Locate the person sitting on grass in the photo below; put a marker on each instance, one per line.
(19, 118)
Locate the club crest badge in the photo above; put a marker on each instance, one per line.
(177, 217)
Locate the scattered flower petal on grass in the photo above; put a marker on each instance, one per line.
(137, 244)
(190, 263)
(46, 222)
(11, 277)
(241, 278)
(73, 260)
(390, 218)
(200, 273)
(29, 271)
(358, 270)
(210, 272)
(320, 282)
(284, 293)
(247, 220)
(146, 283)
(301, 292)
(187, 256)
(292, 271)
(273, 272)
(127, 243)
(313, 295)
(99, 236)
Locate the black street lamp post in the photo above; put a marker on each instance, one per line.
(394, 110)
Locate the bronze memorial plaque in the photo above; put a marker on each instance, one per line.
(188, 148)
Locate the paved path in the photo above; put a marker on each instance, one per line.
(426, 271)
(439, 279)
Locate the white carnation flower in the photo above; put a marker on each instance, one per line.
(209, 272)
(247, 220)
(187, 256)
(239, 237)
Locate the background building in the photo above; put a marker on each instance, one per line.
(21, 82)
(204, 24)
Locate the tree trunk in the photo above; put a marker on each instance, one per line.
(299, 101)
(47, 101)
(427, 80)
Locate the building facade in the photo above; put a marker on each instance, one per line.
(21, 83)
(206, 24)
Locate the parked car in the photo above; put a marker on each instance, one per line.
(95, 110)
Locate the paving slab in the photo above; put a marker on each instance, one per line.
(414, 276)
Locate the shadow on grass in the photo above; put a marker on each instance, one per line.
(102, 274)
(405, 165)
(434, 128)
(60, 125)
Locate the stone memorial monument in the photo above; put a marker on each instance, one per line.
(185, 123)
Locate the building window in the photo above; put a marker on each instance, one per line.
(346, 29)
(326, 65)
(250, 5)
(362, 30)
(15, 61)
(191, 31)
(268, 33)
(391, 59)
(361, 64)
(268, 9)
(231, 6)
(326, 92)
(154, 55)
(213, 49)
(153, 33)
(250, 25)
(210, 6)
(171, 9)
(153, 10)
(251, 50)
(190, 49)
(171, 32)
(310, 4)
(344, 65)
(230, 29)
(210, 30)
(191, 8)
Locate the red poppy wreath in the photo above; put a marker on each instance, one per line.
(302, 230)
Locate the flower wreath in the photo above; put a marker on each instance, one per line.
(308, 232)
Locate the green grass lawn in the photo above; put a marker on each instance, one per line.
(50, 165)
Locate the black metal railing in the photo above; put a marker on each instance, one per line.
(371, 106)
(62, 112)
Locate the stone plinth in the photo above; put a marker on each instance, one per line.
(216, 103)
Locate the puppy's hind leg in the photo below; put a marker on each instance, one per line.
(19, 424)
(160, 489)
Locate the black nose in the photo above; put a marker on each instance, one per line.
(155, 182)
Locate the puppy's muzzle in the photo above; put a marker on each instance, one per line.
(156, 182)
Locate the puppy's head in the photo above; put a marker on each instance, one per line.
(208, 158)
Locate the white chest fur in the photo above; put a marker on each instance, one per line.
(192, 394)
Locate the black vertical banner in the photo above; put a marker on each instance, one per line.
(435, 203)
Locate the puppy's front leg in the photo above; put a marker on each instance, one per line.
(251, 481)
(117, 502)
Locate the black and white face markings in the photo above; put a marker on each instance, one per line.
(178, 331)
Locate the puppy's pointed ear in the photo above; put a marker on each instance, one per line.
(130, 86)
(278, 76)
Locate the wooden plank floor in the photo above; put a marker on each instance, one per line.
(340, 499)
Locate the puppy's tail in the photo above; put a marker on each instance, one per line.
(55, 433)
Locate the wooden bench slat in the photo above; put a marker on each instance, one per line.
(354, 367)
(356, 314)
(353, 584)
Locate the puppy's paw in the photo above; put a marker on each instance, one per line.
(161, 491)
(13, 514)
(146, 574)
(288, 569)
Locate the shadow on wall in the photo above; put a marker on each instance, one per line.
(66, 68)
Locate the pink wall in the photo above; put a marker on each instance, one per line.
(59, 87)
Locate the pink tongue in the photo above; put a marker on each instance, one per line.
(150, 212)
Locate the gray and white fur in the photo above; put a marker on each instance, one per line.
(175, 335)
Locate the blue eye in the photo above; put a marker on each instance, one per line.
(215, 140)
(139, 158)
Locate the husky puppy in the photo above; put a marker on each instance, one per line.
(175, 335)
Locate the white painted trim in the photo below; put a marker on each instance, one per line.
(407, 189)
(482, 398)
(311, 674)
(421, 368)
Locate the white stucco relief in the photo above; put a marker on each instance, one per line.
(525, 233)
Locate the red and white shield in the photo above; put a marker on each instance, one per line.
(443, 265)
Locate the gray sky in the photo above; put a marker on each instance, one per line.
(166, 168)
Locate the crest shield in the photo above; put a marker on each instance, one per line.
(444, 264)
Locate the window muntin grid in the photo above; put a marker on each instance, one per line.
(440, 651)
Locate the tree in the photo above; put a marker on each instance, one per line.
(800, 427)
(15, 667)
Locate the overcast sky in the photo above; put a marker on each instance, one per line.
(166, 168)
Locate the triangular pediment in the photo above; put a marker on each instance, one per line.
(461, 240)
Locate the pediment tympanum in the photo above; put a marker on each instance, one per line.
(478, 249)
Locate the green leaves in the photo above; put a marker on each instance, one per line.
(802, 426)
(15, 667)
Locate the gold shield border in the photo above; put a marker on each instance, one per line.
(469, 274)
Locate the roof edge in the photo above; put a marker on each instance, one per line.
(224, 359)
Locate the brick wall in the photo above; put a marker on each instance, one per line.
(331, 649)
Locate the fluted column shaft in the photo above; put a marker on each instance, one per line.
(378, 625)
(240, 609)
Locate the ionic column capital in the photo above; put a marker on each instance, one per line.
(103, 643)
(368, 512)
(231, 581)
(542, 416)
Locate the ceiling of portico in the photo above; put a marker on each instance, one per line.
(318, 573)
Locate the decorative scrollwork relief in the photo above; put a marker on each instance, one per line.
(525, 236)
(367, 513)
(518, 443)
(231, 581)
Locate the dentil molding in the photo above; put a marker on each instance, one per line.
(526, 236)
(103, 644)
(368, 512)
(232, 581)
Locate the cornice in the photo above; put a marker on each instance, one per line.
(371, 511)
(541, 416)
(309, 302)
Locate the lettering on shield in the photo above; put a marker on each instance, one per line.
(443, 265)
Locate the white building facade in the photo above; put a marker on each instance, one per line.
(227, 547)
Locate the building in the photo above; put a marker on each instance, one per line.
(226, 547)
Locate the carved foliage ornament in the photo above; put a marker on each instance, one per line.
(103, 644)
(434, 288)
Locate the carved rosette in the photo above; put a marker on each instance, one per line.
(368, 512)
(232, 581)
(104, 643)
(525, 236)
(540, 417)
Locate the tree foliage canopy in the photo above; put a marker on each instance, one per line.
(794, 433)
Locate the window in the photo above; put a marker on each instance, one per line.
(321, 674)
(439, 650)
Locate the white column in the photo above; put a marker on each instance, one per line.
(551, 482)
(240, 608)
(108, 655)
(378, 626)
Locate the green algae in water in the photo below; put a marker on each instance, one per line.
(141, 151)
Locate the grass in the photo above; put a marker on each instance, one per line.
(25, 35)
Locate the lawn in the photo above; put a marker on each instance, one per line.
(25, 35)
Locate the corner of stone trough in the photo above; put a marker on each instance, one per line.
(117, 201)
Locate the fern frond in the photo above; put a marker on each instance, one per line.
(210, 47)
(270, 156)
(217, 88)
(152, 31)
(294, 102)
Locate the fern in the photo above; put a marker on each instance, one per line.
==*==
Requirement: Reproduce all of the entries word for word.

Exercise solution:
Locate the person sitting on grass in the photo below; put a marker on each instance, one per line.
(19, 118)
Locate the club crest badge in the photo above; put a marker on each instance, one per line.
(177, 217)
Locate the scattered flower petal on grass in the photo above; put a marker on each instance, one per line.
(137, 244)
(190, 263)
(46, 222)
(11, 277)
(241, 278)
(73, 260)
(390, 218)
(200, 273)
(29, 271)
(358, 270)
(210, 272)
(320, 282)
(284, 293)
(247, 220)
(146, 283)
(301, 292)
(187, 256)
(292, 271)
(273, 272)
(127, 243)
(313, 295)
(99, 236)
Locate the black street lamp post in the photo above; put a marker on each instance, one per line.
(394, 110)
Locate the bronze memorial plaque in the photo above; put a marker on each instance, one per line.
(188, 148)
Locate the paved path in the photo above; put a marker on each instance, one per line.
(426, 271)
(439, 279)
Locate the white carnation flower in the photo above; put a marker on each instance, one per line.
(209, 272)
(247, 220)
(187, 256)
(239, 237)
Locate the background building in the photo above; put a marker on each instance, one per line.
(21, 82)
(204, 24)
Locate the tree trunk in the photo above; put a marker on each instance, one per line.
(299, 101)
(47, 101)
(427, 80)
Locate the building facade in the photo above; put a marker on each instance, one per line.
(21, 83)
(206, 24)
Locate the parked car in the photo above; put a marker on each instance, one per line.
(95, 110)
Locate the paving slab in the photo above; put a marker on each instance, one per line.
(414, 276)
Locate the shadow on grass in the photo above; put a marker on each instance, one per line.
(102, 274)
(405, 165)
(434, 128)
(60, 125)
Locate the stone memorial monument in the photo above; put a marker on each instance, one per line.
(185, 123)
Locate the building window in the photo above; put a marker on each instance, one per line.
(346, 29)
(326, 65)
(250, 5)
(362, 30)
(15, 61)
(191, 31)
(268, 33)
(391, 59)
(361, 64)
(268, 9)
(231, 6)
(326, 92)
(154, 55)
(213, 49)
(153, 33)
(250, 25)
(210, 6)
(171, 9)
(153, 10)
(251, 50)
(190, 49)
(171, 32)
(310, 4)
(344, 65)
(230, 29)
(210, 30)
(191, 8)
Locate the red poppy wreath in the photo above; put a marker on each instance, one per line.
(302, 230)
Locate the flower wreath in the photo above; put a marker on each instance, one per line.
(308, 232)
Locate the green grass lawn in the photo above; put a marker on each instance, one per line.
(50, 165)
Locate the black metal railing in the photo above; put a marker on each instance, one per line.
(371, 106)
(62, 112)
Locate the stone plinth in the photo above; put a marker on each instance, one per line.
(216, 103)
Locate the puppy's hind leg in the photo below; put a marker on each instance, one per line.
(19, 424)
(160, 489)
Locate the black nose in the photo above; put a marker on each instance, one per line.
(155, 182)
Locate the puppy's muzzle in the photo above; put a marker on each instance, one per line.
(156, 182)
Locate the puppy's head in the photo above; put a marker on each instance, one per line.
(208, 158)
Locate the white chest fur in the photo above; put a marker on each instance, one per line.
(192, 394)
Locate the black vertical banner in the photo above; put a marker on each instance, one per line.
(435, 203)
Locate the puppy's front leg in the photo above; put a marker on each instance, one per line.
(251, 481)
(117, 502)
Locate the black and white face markings in the photo above; put a marker on each instance, one per line.
(178, 331)
Locate the puppy's pointed ear in the photo above; put a marker on each instance, one per line.
(130, 86)
(278, 76)
Locate the wooden plank floor in the photo above; put a marker on each instance, one per line.
(340, 499)
Locate the puppy's tail in the photo above; put a marker on each instance, one per line.
(55, 433)
Locate the wooden bench slat in the photo above; put a marker on each instance, one per line.
(354, 367)
(356, 314)
(353, 584)
Locate the puppy's paw in the photo above; put a marker on each instance, one per line.
(161, 491)
(13, 514)
(146, 574)
(288, 569)
Locate the shadow on wall in the photo above; put a marker on each instance, one per line.
(66, 68)
Locate the pink wall in the photo above; put a marker on each instance, one per line.
(59, 87)
Locate the pink tongue in the photo above; put a marker on each instance, one per line.
(150, 212)
Locate the gray and white fur in the photo above; put a marker on each instance, one per line.
(175, 335)
Locate the blue eye in the photo above; put a marker on each instance, one per line.
(215, 140)
(139, 158)
Locate the husky puppy in the photo above; put a marker on each instance, one per line.
(175, 335)
Locate the white painted trim in the photo below; put a marker on each instance, one per line.
(407, 189)
(482, 398)
(311, 674)
(421, 368)
Locate the white stucco relief in the photo above; put a marker on each instance, one per line.
(525, 233)
Locate the red and white shield in the photo above; put a marker on each instance, one per line.
(443, 265)
Locate the gray sky in the photo above; put a marker on each instance, one per line.
(166, 168)
Locate the crest shield in the photo above; put a marker on each instance, one per line.
(444, 264)
Locate the window muntin grid in the photo above; put a marker on each instance, one per line.
(440, 651)
Locate the tree in the photo above; put a marker on each instance, one per line.
(800, 427)
(15, 667)
Locate the overcast sky in the photo above; put a marker on each instance, one per line.
(166, 168)
Locate the triangular pediment in the photo above; put a marker on each instance, one per line.
(461, 240)
Locate the pediment tympanum in the photo above; put a marker on each instance, one per line.
(478, 249)
Locate the green leaves in the photo above; put a marker on each instance, one per line.
(802, 426)
(15, 667)
Locate the gold shield border in the photo above; put a marker on each instance, one per line.
(469, 274)
Locate the roof edge in the photo above; put a marker on each instance, one per line.
(224, 359)
Locate the brick wall in the photo above; put a marker on each instance, one per line.
(331, 649)
Locate the fluted column shaft in the photo above; put a marker on each instance, one per line.
(378, 625)
(240, 609)
Locate the ionic column capital in the photo above; put a marker on each instance, one per line.
(103, 643)
(368, 512)
(231, 581)
(542, 416)
Locate the ceiling of portico in the photo above; put a marker on each instance, one per line.
(318, 573)
Locate the decorative scrollwork relief in the photo above; put a marker on each instance, one per line.
(525, 236)
(367, 513)
(518, 443)
(231, 581)
Locate the dentil molding in the photo above; put a marker on each instance, one per line.
(526, 236)
(103, 644)
(368, 512)
(232, 581)
Locate the cornice in the photo above; put a marker on each instance, one per line.
(371, 511)
(541, 416)
(309, 302)
Locate the lettering on shield in the photo above; put a marker on each instance, one per line.
(443, 265)
Locate the white building facade in the photo above; put a marker on each instance, one per line.
(227, 547)
Locate the building in the photo above; put a marker on each instance, one per line.
(226, 547)
Locate the carved foliage ornament in the photo above; put a marker on each instance, one per line.
(103, 644)
(434, 288)
Locate the carved rosette in the photo above; put a marker on each instance, one per line.
(368, 512)
(232, 581)
(104, 643)
(525, 236)
(540, 417)
Locate the tree foliage canopy in the photo above; put a marker on each instance, one per line.
(794, 433)
Locate the window in the photo above; put a marker on each instance, one per line.
(321, 674)
(439, 650)
Locate the white column in the photo above; put a marker on each instance, one per line.
(551, 482)
(240, 608)
(108, 655)
(378, 626)
Locate the green algae in water in the photo below; put a marker on each instance, one per line.
(141, 151)
Locate the grass in the photo above; put a marker on each instance, one per line.
(25, 35)
Locate the lawn in the photo above; put a marker on each instance, one per line.
(25, 35)
Locate the corner of stone trough in the photo above; put a marker on each instance, one per line.
(117, 201)
Locate the fern frond in the photo above; put a marker on each instance, one per line.
(210, 47)
(270, 156)
(217, 88)
(152, 31)
(294, 102)
Locate the fern in the photo above; put a marker on each instance, one per line.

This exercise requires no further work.